* _Record list_
++++++
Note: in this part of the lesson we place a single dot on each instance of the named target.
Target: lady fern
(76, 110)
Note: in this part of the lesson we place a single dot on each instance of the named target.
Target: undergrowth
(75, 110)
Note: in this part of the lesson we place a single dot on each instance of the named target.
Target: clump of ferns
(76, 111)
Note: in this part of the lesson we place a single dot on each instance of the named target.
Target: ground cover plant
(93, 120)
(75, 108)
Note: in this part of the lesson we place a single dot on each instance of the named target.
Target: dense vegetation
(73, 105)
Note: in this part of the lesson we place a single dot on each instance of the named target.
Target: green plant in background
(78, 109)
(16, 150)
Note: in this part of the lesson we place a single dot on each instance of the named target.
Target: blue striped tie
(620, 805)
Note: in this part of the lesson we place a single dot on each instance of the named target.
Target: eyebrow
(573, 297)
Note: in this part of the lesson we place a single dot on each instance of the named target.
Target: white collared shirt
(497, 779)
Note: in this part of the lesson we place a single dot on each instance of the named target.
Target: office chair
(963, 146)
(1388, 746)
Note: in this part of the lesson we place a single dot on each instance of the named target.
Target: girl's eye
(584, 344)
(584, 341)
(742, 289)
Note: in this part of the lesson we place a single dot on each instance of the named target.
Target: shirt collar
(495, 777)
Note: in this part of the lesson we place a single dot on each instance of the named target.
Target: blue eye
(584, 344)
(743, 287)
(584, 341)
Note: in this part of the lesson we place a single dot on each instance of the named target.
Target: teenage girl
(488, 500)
++++++
* _Stated goal_
Rewrite all of the data above, changing every "single dot" to "single point" and leaving everything else untouched.

* _Task result_
Note: in this part of the lesson we place a single point on each instance of the named target.
Target: lady fern
(76, 110)
Note: in this part of the lesson we place a single point on each instance of the named target.
Target: undergrowth
(75, 110)
Note: in this part of the lesson we place a single point on each instance of the named target.
Target: clump of ferns
(76, 111)
Note: in this part of the lesson we place a single point on each instance of the named target.
Target: ground cover plant
(93, 120)
(75, 108)
Note: in this part of the lesson we place a single point on each instance of the named target.
Target: dense vegetation
(73, 105)
Note: in this part of the lesson we place a single point on each instance of the named target.
Target: green plant in background
(78, 109)
(16, 150)
Note: in this part of the lesson we place a single point on each instance of the named target.
Target: blue striped tie
(620, 805)
Note: in this part of the lesson we place a single point on each instance of the named target.
Target: eyebrow
(573, 297)
Note: in this part of the lesson we place a single point on each instance of the named target.
Target: white collared shirt
(497, 779)
Note: in this part of the lesson we place a single point on each instance of the named target.
Target: office chair
(963, 146)
(1388, 746)
Note: in this part of the lesson we place a single point on each instance of the named target.
Target: girl's eye
(584, 344)
(584, 341)
(742, 289)
Note: in this part of the lesson we place a single point on each instance of the named target.
Target: shirt collar
(495, 777)
Note: in this part of the lesson we place a single point on each instance of the named target.
Target: blue eye
(584, 344)
(743, 287)
(584, 341)
Note: in this part of the lesson we place a single point on each instance of the named target.
Target: teenage girl
(488, 500)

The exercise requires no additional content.